— START —
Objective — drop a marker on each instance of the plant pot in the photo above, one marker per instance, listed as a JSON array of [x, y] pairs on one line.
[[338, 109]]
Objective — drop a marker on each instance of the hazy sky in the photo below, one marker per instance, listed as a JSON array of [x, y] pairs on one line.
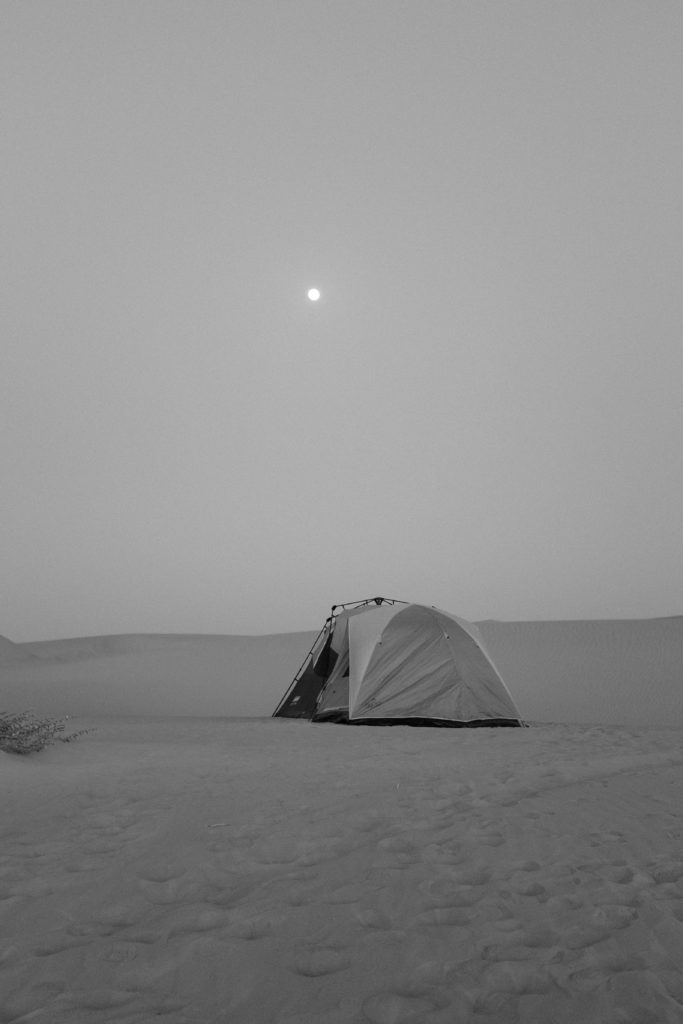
[[483, 412]]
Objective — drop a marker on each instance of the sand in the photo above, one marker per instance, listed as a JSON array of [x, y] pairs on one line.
[[612, 672], [205, 870]]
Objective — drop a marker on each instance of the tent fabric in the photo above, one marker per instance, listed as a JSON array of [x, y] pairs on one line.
[[402, 663]]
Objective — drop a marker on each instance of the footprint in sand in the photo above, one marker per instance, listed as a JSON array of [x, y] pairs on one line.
[[250, 929], [315, 963], [402, 1008], [445, 893]]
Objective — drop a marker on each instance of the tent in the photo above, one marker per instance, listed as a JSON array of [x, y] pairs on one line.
[[383, 662]]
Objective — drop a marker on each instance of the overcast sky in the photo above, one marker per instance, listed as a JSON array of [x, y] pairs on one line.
[[484, 410]]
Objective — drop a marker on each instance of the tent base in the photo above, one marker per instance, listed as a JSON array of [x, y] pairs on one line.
[[338, 718]]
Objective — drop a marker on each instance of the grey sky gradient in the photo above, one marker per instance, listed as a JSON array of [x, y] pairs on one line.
— END —
[To be done] Rewrite every row above, swapping "Objective" for "Goal" and changing nothing else. Leave the pictures out.

[Written response]
Goal — drop a marker on each instance of the plant pot in the photo above, one marker per instance, listed as a JSON array of [x, y] pairs on one line.
[[338, 109]]
Goal — drop a marker on each instance of the hazy sky in the photo below, one marker per instance, listed as a JSON array of [x, y] pairs on one line.
[[483, 412]]
Goal — drop a marker on each instance of the sand in the photo above, one marker per instance, listed as a JSON array of [x, y] pairs on one line.
[[612, 672], [205, 870]]
Goal — drop a marker on each instance of the tent fabric in the photo above, one marker per instance, listed as a JSON array of [x, y] pairs on one line.
[[402, 663]]
Goal — drop a marker on each instance of the footprint in sand in the photo above, one marker per instance, listed as a JSON array of [x, y] pairs on one line.
[[250, 929], [315, 963], [402, 1008], [445, 893]]
Goal — drop a marker on each instance of the tent in the photo above, one marker per instance, listed as a JSON array of [x, y] pairs on one line.
[[383, 662]]
Goal — drop a marker on each instance of the overcast sky in the photo above, one marker per instance, listed as a JSON array of [x, y] pairs on one line.
[[484, 410]]
Goal — drop a marker on each instance of the tent base in the photo above, one marker per instance, listed as a JSON array of [x, y] pairs on one line.
[[338, 718]]
Goal — drop a marker on each instance of the grey sky gradient in the photo above, one marker per instance, listed as a JSON array of [x, y] pairs on one line.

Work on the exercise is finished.